╔══

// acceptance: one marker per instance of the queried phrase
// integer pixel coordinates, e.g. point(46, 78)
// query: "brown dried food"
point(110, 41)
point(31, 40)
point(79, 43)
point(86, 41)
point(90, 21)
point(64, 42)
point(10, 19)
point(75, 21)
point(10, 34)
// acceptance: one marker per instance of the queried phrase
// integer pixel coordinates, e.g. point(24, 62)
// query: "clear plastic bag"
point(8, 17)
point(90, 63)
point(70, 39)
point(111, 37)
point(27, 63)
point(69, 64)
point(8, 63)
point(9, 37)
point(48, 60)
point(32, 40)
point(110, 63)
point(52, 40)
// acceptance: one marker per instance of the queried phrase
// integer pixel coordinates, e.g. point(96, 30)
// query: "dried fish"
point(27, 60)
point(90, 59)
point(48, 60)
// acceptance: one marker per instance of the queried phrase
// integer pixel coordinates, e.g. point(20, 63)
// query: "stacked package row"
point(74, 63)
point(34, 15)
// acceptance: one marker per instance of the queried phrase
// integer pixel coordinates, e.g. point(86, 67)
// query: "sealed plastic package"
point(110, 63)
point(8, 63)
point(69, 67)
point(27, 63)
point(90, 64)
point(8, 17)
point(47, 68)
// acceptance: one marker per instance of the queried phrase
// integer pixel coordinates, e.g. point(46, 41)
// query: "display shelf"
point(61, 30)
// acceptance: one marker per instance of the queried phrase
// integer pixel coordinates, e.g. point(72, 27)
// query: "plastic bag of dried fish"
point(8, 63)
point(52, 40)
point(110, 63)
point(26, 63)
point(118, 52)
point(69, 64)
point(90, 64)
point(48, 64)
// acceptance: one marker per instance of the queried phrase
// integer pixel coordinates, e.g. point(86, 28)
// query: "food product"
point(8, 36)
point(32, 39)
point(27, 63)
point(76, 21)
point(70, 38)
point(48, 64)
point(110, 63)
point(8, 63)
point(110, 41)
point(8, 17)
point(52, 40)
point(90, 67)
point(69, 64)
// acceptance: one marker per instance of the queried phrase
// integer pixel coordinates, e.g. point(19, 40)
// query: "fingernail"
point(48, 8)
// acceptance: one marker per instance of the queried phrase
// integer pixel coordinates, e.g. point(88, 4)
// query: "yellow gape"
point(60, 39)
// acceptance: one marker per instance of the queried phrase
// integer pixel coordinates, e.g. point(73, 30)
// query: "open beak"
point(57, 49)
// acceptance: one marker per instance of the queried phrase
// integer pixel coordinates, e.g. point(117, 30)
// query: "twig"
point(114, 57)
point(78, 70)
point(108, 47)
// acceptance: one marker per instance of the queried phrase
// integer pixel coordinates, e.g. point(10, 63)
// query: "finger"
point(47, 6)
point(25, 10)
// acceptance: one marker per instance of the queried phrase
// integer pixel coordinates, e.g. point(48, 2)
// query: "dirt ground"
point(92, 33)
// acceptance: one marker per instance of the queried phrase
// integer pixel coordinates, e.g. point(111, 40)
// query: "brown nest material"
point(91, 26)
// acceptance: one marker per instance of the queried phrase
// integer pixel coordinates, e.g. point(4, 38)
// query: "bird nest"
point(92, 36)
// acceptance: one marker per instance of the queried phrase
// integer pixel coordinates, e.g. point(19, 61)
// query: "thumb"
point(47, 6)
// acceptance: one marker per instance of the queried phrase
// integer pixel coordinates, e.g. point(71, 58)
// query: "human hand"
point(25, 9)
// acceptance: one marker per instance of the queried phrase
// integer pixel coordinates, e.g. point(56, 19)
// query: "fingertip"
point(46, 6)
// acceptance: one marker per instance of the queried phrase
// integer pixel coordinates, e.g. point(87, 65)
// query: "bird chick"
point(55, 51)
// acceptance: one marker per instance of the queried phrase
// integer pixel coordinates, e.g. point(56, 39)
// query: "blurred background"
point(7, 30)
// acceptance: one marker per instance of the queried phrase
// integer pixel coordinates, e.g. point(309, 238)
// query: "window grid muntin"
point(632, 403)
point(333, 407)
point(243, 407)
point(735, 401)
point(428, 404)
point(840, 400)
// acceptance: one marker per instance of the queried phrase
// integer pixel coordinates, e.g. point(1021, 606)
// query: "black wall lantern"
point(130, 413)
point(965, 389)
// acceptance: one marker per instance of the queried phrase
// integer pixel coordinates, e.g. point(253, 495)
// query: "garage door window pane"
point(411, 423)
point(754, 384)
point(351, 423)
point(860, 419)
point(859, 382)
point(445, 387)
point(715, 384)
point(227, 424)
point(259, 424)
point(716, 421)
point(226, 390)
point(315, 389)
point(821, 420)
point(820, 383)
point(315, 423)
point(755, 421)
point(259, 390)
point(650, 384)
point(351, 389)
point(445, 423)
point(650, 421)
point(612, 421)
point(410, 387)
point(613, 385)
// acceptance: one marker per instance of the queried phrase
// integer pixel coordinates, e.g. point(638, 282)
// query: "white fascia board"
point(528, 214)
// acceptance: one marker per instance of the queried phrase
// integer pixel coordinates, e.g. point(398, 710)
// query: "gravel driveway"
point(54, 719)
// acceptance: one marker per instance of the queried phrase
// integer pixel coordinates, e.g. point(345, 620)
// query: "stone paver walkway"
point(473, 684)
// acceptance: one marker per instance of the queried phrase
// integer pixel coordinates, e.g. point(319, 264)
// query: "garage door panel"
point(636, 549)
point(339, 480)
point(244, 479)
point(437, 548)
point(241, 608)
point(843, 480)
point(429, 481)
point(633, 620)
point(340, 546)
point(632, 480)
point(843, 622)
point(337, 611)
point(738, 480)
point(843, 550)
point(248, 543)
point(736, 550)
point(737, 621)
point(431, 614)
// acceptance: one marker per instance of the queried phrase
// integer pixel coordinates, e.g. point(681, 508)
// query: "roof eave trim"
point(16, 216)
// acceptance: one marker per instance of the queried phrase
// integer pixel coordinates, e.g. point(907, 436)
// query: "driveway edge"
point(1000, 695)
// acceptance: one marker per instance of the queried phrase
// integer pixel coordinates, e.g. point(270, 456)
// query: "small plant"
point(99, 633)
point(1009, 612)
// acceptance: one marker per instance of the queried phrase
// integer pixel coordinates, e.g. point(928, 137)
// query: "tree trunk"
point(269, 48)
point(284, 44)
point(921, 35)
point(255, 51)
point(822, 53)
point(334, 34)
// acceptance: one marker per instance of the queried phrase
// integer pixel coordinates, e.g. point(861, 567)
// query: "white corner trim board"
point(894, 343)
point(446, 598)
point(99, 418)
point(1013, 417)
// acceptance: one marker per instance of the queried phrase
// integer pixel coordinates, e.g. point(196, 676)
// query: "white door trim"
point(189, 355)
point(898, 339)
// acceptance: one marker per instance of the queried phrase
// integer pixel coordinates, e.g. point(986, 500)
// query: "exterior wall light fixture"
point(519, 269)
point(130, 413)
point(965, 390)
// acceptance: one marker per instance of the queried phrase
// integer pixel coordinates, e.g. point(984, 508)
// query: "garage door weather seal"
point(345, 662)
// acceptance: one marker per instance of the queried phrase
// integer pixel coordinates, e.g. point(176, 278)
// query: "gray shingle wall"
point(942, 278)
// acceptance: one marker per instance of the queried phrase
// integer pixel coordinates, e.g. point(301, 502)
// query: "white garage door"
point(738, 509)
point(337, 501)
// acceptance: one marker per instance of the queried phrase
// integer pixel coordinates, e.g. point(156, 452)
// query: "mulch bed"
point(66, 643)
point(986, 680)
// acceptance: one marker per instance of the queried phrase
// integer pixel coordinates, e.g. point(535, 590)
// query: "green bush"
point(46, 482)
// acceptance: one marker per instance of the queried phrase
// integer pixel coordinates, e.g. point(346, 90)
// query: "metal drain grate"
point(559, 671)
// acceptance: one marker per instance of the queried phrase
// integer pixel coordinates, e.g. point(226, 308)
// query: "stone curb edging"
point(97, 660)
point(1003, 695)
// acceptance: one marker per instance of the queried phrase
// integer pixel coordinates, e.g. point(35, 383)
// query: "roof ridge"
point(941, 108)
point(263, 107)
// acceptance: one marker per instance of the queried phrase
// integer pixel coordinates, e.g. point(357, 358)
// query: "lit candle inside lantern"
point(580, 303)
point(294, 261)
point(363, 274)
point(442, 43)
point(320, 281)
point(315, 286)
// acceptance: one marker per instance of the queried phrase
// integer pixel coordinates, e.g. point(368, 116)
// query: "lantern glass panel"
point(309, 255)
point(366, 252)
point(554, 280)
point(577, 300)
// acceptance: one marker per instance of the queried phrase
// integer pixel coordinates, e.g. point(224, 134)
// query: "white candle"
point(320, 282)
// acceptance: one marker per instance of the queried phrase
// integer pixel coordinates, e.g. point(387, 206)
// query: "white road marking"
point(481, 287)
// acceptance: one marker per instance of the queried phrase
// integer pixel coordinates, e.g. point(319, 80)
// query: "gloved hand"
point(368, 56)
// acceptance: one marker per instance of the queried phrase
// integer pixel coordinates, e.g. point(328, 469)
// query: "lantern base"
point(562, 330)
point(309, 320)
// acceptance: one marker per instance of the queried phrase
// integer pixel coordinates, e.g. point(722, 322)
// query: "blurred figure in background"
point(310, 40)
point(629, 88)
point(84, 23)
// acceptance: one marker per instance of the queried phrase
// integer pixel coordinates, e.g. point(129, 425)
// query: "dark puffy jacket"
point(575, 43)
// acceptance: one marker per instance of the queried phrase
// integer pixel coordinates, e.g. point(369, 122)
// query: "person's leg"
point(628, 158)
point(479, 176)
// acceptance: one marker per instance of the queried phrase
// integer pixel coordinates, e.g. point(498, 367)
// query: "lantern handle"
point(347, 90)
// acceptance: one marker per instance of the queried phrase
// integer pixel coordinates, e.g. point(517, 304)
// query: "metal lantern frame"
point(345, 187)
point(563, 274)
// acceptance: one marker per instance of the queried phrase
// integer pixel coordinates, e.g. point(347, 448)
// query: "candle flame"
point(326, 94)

╚══

REQUIRED ACTION:
Extract, please, the lines from the start of the entries above through the one with "e.g. point(96, 30)", both included, reproducing each exactly and adding nothing.

SOLUTION TO THE PROBLEM:
// acceptance: one marker per instance of the queried phrase
// integer pixel coordinates, e.g. point(46, 78)
// query: "brown dried food"
point(110, 41)
point(31, 40)
point(79, 43)
point(86, 41)
point(90, 21)
point(64, 42)
point(10, 19)
point(75, 21)
point(10, 34)
// acceptance: one marker per instance of the queried phrase
// integer pixel coordinates, e.g. point(24, 62)
// query: "clear plastic bag"
point(8, 17)
point(90, 63)
point(70, 39)
point(111, 37)
point(27, 63)
point(69, 64)
point(8, 63)
point(9, 37)
point(48, 60)
point(32, 40)
point(110, 63)
point(52, 40)
// acceptance: one marker per instance of the queried phrase
// integer pixel coordinates, e.g. point(96, 30)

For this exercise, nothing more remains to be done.